Excerpts from a point labeling dataset:
━━━━━━

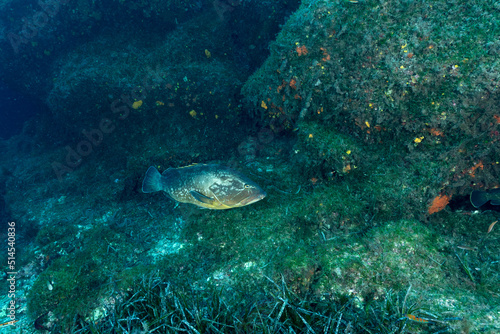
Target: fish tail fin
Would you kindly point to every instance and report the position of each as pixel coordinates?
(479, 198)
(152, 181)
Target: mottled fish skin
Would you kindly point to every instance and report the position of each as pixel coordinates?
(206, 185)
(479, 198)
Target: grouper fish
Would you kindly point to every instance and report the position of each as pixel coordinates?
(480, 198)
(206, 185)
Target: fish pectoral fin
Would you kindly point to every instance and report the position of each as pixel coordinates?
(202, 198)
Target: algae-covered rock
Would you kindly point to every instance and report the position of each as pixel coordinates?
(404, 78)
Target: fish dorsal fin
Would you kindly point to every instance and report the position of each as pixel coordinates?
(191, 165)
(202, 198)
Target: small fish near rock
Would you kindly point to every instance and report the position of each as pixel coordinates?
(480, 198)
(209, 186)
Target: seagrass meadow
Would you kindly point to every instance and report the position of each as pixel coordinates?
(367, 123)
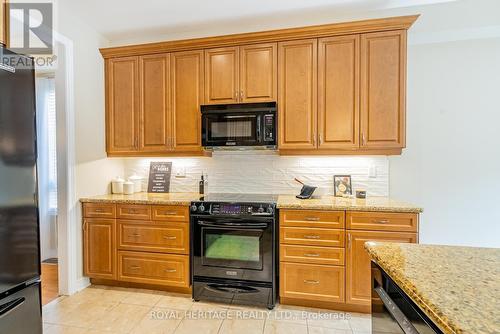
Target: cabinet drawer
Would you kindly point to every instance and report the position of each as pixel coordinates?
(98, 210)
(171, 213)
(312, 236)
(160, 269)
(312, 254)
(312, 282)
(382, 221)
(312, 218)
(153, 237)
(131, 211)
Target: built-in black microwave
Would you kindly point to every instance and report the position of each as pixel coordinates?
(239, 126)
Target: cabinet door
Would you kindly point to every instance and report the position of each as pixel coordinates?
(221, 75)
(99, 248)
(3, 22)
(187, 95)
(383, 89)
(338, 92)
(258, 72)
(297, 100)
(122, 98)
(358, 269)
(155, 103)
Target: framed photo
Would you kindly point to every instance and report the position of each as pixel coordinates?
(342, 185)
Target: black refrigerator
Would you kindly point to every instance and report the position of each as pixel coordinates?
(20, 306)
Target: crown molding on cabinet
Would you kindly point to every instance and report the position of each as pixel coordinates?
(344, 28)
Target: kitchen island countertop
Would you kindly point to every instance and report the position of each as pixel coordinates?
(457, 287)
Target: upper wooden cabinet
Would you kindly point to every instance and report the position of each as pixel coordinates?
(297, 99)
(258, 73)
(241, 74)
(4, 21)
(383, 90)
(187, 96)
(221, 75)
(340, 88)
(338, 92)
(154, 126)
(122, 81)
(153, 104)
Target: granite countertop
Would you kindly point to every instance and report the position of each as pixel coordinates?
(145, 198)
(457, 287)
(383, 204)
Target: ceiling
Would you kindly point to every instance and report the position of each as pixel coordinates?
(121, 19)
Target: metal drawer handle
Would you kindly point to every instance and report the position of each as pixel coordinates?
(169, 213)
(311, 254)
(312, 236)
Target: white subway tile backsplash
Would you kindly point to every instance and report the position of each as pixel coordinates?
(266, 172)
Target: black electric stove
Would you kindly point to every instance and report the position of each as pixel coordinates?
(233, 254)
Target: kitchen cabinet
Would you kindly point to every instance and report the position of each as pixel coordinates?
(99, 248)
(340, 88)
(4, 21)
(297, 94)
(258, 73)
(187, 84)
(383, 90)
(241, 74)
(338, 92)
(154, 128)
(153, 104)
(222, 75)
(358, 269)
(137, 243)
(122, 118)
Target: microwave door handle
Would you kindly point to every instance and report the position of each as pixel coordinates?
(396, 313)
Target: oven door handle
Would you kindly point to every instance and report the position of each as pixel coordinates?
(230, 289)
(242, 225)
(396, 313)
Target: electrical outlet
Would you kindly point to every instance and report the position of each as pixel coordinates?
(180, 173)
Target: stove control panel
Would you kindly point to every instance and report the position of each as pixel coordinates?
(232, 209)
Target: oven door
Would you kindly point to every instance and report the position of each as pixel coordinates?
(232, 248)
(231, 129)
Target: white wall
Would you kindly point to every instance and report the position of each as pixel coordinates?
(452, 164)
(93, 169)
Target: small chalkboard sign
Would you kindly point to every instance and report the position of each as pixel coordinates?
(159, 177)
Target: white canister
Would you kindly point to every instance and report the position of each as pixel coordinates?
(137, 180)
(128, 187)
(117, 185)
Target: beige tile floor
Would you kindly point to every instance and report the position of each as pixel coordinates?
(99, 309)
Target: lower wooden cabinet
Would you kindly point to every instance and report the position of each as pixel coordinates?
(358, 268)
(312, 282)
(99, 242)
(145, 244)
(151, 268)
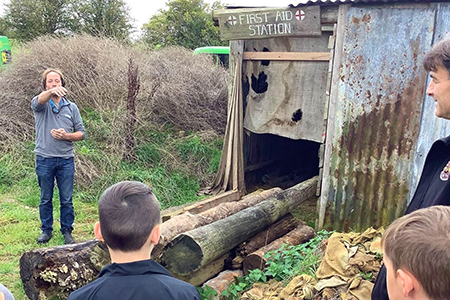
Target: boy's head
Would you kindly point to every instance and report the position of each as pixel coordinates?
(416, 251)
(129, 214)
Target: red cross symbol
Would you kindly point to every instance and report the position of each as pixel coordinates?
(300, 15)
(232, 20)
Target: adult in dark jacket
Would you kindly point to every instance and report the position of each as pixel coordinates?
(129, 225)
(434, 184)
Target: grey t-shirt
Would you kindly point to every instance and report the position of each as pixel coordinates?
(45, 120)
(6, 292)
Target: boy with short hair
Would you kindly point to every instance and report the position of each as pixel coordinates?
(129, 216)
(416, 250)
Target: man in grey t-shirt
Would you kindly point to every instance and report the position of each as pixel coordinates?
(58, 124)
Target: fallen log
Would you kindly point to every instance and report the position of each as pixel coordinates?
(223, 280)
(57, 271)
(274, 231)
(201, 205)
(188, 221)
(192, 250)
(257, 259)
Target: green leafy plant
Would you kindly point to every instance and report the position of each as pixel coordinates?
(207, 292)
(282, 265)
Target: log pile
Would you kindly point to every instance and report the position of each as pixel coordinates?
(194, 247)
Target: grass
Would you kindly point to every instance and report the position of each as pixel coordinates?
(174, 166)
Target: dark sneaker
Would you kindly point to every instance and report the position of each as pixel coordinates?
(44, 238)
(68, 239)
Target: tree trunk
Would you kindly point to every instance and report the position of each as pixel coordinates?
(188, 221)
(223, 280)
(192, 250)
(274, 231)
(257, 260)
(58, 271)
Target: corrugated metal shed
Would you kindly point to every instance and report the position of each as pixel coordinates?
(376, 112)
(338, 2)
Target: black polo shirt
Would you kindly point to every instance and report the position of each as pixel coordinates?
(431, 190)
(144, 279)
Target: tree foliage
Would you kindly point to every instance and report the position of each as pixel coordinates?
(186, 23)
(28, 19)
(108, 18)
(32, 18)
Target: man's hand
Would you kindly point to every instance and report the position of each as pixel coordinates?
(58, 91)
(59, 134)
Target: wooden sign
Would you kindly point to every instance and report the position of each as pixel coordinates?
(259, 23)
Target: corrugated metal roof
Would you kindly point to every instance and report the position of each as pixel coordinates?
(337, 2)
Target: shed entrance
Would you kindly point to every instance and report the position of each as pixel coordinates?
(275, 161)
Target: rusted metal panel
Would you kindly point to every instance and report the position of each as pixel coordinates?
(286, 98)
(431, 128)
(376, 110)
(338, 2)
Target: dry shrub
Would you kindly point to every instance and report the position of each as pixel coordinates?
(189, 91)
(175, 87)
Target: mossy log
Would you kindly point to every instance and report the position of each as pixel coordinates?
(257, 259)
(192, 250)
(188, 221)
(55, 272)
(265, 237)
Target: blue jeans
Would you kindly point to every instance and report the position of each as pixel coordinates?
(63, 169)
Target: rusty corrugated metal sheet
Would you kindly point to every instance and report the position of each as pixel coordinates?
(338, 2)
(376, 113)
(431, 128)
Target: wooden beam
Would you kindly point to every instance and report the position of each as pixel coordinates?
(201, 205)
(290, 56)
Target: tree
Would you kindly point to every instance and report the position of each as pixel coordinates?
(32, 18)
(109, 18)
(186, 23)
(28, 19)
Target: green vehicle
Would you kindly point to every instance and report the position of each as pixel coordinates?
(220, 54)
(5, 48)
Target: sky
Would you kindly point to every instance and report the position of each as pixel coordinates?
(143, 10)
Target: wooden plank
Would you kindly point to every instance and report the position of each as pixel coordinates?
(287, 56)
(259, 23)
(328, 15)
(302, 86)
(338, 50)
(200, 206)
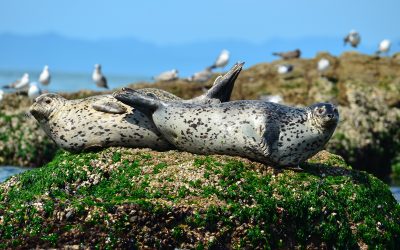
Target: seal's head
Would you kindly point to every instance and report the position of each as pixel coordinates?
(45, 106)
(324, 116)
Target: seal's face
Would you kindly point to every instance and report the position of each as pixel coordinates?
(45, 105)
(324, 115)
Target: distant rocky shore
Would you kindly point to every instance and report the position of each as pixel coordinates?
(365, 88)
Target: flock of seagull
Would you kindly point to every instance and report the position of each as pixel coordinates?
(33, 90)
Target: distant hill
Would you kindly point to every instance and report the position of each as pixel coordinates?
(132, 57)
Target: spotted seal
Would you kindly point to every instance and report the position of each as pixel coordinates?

━━━━━━

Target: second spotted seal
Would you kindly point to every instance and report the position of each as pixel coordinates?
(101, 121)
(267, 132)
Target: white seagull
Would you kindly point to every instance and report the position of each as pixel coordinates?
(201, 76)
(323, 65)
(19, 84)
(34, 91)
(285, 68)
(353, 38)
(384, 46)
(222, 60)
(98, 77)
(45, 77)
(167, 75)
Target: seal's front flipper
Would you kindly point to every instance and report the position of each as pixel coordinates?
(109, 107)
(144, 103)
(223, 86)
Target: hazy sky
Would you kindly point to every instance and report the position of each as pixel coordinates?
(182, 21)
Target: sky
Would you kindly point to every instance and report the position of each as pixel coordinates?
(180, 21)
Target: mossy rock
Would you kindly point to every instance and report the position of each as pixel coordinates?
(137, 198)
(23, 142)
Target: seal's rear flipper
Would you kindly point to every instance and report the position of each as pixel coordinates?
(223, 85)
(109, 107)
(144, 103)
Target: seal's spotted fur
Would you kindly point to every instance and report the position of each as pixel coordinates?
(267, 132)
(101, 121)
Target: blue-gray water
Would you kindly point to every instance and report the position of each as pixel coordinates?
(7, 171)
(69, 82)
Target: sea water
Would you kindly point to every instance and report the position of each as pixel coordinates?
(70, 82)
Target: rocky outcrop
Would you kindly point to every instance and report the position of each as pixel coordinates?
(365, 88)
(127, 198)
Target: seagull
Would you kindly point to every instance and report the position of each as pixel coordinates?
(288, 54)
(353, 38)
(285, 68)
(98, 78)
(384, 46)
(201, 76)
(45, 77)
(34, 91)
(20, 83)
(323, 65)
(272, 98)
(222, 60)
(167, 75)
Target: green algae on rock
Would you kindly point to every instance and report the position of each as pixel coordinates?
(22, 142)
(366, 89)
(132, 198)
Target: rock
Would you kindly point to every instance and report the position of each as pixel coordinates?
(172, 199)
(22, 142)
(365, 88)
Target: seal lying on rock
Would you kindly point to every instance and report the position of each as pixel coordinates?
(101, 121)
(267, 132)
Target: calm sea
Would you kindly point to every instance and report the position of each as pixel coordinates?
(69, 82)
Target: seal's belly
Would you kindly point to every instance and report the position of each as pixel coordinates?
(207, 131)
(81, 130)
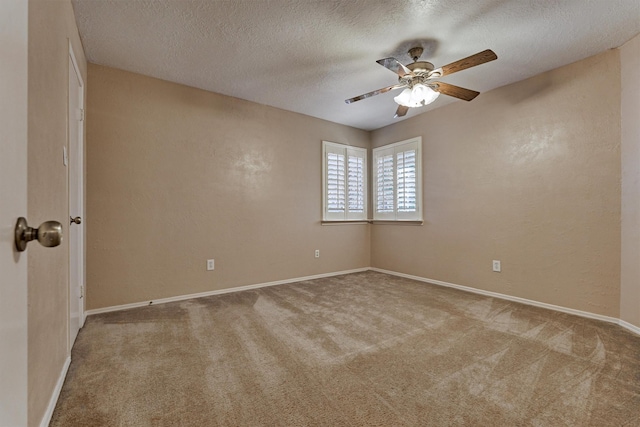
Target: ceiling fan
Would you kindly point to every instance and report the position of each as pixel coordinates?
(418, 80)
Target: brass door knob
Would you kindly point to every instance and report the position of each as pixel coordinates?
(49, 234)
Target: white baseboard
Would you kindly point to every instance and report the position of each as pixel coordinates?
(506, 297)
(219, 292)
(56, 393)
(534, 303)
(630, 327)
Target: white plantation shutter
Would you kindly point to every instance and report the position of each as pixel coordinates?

━━━━━━

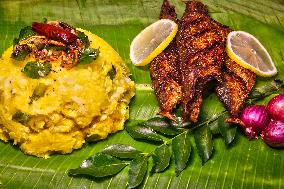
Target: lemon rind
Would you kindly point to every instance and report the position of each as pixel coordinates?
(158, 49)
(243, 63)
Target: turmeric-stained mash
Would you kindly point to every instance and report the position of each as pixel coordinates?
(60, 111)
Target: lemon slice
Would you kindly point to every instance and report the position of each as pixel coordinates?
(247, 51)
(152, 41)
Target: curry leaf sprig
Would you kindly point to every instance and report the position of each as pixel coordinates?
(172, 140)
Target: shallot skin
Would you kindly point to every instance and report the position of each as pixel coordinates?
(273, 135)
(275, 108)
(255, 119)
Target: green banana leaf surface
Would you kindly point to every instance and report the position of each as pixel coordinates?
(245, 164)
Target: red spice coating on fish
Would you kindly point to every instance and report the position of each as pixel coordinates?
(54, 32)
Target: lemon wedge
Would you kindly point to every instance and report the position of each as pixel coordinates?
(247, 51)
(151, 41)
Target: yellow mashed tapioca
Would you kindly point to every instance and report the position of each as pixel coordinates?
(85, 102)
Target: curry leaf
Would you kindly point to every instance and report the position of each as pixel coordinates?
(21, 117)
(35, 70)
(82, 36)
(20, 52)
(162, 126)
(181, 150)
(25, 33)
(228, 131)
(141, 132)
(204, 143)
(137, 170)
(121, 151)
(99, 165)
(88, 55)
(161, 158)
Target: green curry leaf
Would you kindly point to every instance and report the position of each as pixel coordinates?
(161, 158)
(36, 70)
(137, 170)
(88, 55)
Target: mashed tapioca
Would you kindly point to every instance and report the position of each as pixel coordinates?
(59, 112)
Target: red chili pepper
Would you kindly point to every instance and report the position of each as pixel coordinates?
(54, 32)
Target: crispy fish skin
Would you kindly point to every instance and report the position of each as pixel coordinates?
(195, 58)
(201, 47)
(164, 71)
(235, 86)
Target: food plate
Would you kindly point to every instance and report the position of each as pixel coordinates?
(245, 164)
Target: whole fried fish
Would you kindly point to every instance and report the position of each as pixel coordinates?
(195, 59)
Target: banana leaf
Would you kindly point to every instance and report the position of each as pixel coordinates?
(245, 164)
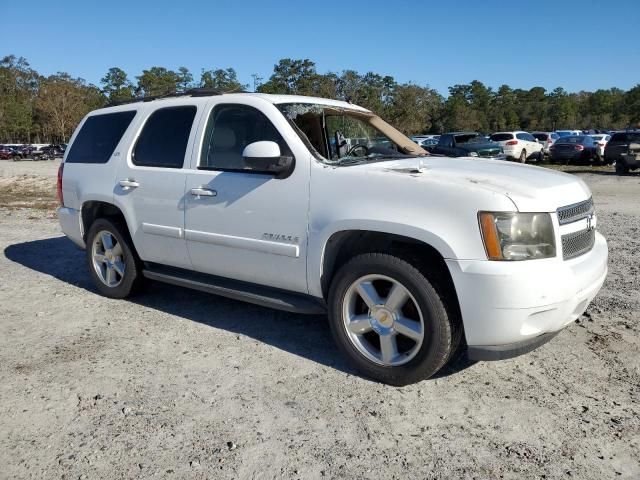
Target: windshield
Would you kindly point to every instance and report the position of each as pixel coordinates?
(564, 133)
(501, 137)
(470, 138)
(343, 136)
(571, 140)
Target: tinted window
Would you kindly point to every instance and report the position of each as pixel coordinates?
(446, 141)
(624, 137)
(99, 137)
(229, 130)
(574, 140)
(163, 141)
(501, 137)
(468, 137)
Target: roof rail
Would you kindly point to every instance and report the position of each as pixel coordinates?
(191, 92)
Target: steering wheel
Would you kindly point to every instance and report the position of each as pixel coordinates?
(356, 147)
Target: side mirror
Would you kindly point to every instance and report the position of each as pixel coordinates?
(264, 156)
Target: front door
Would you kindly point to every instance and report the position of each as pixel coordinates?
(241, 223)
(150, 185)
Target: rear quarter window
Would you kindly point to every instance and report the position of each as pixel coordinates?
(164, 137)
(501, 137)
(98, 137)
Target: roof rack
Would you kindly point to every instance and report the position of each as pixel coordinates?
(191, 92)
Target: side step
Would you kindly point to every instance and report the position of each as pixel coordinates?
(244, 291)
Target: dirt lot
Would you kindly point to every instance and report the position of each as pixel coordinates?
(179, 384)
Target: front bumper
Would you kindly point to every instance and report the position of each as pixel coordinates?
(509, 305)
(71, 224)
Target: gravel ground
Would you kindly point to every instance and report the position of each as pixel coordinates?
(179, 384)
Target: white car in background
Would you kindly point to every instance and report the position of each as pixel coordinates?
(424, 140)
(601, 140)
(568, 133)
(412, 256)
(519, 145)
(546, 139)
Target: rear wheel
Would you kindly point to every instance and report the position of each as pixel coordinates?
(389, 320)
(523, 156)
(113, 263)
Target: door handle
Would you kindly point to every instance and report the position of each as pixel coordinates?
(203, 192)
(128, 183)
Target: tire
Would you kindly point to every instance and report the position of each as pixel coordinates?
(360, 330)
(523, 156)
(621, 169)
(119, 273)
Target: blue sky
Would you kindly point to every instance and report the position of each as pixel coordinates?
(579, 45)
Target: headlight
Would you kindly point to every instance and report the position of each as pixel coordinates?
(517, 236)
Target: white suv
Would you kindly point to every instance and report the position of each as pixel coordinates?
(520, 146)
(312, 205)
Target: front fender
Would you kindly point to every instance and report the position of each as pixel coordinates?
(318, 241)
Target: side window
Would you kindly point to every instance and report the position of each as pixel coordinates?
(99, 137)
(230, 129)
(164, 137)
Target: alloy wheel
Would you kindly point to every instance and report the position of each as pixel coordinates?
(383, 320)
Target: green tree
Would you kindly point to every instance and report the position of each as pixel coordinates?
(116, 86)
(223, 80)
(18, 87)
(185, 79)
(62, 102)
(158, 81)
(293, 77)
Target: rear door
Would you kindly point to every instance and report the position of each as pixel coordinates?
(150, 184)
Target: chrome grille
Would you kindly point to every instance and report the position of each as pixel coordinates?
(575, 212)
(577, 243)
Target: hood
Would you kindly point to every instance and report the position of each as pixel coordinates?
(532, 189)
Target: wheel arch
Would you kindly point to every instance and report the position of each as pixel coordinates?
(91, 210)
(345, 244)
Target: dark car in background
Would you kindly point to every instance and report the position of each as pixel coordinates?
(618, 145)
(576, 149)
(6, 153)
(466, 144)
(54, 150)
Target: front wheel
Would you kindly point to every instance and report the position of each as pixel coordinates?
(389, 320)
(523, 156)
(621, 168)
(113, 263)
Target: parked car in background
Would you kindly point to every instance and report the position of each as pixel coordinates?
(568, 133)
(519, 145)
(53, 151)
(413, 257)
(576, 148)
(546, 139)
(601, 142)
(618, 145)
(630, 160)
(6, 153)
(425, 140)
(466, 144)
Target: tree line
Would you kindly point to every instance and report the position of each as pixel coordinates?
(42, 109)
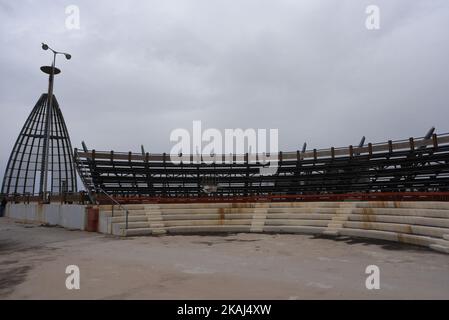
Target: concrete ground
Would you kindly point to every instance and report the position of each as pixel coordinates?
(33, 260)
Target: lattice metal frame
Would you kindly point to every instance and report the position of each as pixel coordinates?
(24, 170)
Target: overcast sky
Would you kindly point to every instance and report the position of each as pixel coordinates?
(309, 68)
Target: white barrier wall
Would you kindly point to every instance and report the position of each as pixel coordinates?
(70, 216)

━━━━━━

### Short problem
Return every line of the records above that contains the word "seal".

### Solution below
Target: seal's head
Target: seal's face
Target: spotted seal
Target: second spotted seal
Target: seal's front flipper
Target: seal's rear flipper
Target: seal's spotted fur
Target: seal lying on rock
Target: seal's belly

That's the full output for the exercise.